2. El atributo por el cual el hombre está llamado a organizar la vida social y a gobernar la Tierra es el ejercicio del trabajo (laborem exercens), al cual el ser humano dedicará las fuerzas de su cuerpo guiadas por la luz de su espíritu. De este modo, el hombre viene a ser el «vicario de Dios» en la organización de la vida social y en el desarrollo de la creación para los entes naturales de los que obtiene los medios de subsistencia. Sólo la inmensa extensión de los astros que pueblan el firmamento —el Sol, la Luna, las estrellas, la «Cruz del Sur» del otro hemisferio del mundo, las galaxias, los cometas…— y las fuerzas cósmicas universales sobre la Tierra tienen leyes propias que el hombre no puede dominar sino que busca indagar con su mente y utilizar en su trabajo.

=== Datos extraídos ===
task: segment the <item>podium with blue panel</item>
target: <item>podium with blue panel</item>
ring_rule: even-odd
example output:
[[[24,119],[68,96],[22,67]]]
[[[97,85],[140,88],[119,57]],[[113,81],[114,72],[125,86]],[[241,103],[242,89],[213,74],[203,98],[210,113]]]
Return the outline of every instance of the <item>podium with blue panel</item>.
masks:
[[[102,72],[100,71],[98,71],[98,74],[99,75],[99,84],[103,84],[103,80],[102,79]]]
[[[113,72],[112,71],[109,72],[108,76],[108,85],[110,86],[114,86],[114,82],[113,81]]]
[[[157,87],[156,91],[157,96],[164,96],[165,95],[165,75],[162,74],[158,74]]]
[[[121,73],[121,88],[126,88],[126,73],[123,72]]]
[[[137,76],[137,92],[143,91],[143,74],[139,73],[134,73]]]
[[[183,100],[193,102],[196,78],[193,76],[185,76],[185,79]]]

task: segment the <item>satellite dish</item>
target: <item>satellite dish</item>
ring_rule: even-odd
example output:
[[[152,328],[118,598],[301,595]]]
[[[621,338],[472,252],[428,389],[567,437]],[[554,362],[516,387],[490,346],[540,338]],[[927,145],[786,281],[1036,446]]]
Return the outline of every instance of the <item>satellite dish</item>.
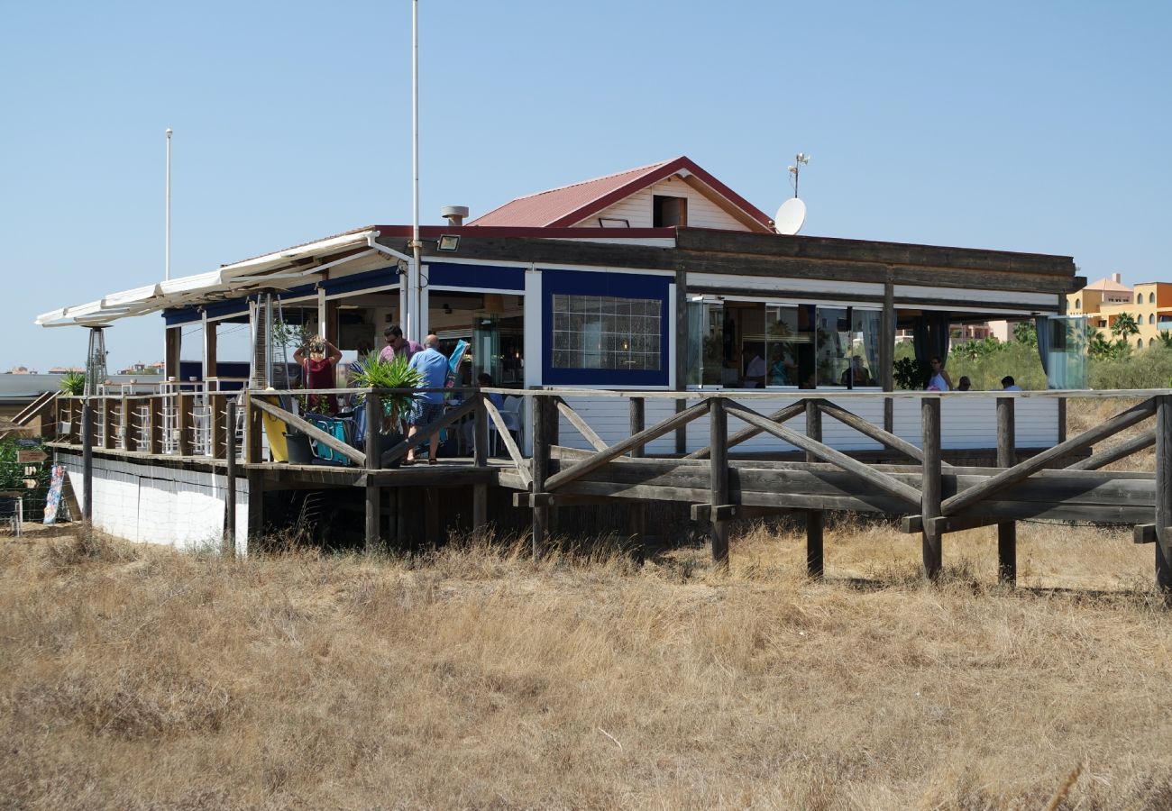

=== Ejercicio ===
Según el fragmento del documento, ¿cuál es el atributo por el que el hombre está llamado a organizar la vida social y a gobernar la Tierra? Los ítems no tienen ningún papel en esto.

=== Respuesta al problema ===
El ejercicio del trabajo (laborem exercens).